BRIEF: Find the line that contains "of the spotlight" in the entries below. Output it and each later line exactly, and nothing else.

Stored data entries:
--- begin ---

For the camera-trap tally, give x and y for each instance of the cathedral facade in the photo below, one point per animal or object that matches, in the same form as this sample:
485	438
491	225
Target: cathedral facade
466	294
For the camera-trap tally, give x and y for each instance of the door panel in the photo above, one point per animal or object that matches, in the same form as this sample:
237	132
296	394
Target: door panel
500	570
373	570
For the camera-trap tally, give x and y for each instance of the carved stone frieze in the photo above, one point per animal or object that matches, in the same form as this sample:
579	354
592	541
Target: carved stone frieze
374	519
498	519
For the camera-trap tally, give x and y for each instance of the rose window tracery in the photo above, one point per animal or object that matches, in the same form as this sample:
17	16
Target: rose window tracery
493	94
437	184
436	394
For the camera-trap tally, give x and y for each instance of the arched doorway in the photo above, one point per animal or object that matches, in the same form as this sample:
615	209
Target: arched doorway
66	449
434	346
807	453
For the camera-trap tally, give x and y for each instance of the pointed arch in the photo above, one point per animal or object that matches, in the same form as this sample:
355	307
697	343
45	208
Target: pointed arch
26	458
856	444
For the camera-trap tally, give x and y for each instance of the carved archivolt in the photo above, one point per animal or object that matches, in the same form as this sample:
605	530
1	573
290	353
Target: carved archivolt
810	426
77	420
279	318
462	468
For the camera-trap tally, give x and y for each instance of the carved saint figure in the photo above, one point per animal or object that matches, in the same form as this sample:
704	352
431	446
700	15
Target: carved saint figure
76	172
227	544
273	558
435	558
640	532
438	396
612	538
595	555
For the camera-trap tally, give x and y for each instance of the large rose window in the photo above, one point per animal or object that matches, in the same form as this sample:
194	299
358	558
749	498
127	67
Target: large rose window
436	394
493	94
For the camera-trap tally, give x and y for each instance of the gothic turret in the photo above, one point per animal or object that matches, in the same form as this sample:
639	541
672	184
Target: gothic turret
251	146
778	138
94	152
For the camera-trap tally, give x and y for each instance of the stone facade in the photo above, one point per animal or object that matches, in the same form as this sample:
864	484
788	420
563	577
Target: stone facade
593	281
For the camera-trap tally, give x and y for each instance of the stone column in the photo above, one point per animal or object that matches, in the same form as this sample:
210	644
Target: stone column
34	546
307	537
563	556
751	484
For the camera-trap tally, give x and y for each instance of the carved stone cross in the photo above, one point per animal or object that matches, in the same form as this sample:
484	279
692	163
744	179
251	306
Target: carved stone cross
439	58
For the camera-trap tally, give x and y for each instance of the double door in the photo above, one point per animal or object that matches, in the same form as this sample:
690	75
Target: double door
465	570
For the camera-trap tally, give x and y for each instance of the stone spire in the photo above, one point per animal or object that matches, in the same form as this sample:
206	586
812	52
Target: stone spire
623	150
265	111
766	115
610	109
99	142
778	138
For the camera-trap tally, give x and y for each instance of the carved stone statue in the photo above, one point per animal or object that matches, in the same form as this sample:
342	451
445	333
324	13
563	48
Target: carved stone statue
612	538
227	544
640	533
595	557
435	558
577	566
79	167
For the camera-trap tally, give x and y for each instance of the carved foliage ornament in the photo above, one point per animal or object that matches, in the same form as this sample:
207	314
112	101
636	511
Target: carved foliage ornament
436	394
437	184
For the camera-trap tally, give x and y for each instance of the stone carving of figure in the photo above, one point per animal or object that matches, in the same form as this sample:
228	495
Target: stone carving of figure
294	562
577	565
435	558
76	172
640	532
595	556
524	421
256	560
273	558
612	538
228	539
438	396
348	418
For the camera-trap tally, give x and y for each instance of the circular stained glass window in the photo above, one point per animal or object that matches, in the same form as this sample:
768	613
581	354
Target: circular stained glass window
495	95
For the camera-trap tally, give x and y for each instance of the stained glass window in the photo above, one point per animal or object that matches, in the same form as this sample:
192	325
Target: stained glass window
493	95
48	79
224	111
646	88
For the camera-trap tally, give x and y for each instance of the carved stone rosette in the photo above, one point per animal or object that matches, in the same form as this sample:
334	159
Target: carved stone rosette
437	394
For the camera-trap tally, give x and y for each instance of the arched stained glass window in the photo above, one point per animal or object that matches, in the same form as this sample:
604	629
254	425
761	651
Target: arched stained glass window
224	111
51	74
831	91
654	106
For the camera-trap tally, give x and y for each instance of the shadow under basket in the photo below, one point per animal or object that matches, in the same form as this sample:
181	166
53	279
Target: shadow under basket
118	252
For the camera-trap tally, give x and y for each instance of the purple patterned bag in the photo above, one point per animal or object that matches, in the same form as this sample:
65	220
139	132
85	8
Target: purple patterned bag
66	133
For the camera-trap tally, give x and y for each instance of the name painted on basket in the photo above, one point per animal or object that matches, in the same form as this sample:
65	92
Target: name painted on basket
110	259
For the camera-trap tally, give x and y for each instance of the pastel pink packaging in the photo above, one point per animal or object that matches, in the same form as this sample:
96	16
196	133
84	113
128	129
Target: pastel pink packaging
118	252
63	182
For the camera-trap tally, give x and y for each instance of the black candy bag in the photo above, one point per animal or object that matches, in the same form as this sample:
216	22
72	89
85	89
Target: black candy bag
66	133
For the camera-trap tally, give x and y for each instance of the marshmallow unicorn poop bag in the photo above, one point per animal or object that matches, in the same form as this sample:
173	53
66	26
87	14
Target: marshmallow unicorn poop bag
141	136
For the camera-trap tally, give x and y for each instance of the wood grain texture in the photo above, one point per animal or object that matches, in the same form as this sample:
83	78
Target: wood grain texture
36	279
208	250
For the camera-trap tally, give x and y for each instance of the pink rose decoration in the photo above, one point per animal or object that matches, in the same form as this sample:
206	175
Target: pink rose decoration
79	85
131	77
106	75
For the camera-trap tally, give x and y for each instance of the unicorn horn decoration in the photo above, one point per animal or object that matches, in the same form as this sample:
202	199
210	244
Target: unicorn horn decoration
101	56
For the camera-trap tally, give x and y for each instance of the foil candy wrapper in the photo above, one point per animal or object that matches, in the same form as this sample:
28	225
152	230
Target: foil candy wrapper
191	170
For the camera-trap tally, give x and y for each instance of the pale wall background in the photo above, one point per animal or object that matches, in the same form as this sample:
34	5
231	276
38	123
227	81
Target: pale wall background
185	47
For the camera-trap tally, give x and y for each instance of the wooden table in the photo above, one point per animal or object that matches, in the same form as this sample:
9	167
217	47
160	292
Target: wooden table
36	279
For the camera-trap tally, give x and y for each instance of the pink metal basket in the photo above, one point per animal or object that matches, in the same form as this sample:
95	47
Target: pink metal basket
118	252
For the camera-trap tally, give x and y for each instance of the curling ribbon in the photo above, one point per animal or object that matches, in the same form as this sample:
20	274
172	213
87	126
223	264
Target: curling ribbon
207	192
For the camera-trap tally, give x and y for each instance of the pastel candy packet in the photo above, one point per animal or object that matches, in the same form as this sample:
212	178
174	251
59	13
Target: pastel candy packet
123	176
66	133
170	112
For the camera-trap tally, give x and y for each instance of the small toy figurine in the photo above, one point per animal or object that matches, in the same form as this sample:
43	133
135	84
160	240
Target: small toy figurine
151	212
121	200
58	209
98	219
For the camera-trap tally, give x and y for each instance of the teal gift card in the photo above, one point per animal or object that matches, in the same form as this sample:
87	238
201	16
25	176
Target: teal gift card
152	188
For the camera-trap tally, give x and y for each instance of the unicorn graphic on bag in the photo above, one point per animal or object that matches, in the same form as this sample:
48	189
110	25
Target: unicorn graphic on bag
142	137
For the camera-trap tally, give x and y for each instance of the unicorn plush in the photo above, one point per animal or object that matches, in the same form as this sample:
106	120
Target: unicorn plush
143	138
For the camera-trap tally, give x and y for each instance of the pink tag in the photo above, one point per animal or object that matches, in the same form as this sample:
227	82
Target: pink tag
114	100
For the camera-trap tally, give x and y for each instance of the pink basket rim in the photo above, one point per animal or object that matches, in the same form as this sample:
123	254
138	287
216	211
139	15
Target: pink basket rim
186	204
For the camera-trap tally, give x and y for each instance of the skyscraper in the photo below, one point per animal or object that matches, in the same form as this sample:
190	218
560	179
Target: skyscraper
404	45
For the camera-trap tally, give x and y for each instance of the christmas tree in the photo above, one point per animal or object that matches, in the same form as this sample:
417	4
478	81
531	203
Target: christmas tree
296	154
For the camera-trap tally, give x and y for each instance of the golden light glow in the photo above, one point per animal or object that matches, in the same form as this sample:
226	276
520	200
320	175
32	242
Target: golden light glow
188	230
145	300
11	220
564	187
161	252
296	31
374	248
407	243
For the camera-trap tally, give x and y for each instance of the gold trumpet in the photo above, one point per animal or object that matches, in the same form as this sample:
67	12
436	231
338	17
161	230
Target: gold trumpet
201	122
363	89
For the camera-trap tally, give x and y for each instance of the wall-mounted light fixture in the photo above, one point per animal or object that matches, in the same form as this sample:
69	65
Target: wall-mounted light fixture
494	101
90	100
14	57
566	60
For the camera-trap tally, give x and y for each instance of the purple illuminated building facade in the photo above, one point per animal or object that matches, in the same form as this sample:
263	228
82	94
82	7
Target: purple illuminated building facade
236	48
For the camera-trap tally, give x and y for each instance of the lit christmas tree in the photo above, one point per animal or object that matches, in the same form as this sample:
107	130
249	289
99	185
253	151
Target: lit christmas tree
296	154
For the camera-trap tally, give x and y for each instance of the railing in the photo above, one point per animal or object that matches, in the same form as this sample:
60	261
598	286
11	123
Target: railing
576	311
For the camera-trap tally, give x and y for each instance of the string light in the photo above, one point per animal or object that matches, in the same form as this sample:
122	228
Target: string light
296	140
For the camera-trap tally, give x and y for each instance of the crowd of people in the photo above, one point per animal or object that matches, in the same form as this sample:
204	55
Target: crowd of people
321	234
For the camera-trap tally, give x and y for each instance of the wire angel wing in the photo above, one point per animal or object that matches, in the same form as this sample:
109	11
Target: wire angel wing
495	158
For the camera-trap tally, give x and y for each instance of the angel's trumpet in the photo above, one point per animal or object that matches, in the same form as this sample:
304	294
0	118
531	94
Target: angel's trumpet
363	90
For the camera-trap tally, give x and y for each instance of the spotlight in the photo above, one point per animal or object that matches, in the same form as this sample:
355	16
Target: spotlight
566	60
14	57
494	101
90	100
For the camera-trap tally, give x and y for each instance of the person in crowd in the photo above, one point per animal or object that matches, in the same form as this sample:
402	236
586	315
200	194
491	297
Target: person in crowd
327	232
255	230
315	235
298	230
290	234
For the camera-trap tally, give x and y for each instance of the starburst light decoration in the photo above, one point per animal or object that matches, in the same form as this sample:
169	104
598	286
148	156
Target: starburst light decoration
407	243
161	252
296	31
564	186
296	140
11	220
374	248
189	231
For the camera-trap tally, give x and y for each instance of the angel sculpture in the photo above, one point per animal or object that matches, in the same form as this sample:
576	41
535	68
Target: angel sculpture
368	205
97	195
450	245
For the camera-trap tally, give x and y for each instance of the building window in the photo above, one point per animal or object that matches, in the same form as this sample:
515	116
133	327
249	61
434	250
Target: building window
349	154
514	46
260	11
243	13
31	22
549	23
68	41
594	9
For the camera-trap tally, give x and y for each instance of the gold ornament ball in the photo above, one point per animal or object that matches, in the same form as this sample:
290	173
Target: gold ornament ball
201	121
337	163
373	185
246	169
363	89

--- end ---

ANSWER TO THE EXERCISE:
For the camera-trap tally, give x and y for each instance of the spotlight in the photo above, one point per animal or object that matches, in the same form as this sample:
355	16
Target: spotlight
566	60
14	57
494	101
90	100
For the camera-trap tally, give x and y for each instance of the person in crowd in the photo above, one point per animal or object that matches, in the same form as this sample:
402	236
586	315
200	194
491	297
Target: person in crowd
327	232
255	230
315	235
298	230
290	234
For the camera-trap tally, give x and y for each instance of the starburst light decoration in the photo above, one point per animal or object that matches, in the same form as this sample:
169	104
598	286
148	156
Target: starburst light decoration
407	243
161	252
296	31
564	186
296	140
11	220
374	248
189	231
For the camera-trap tally, give x and y for each instance of the angel sculpture in the photo above, one point per animal or object that matches, in the same form as this sample:
576	41
535	68
Target: angel sculpture
368	205
97	195
450	245
For the camera-trap tally, give x and y for each instance of the building window in the photo above, one point per animal or object that matches, in the same form as this sample:
515	116
133	327
249	61
434	250
Target: building window
349	154
514	46
260	11
243	13
31	22
549	23
68	41
594	9
For the camera-trap tally, give x and y for each instance of the gold ornament ball in the photo above, one point per animal or object that matches, in the same form as this sample:
290	173
Target: gold ornament ball
201	121
337	163
373	185
246	169
363	89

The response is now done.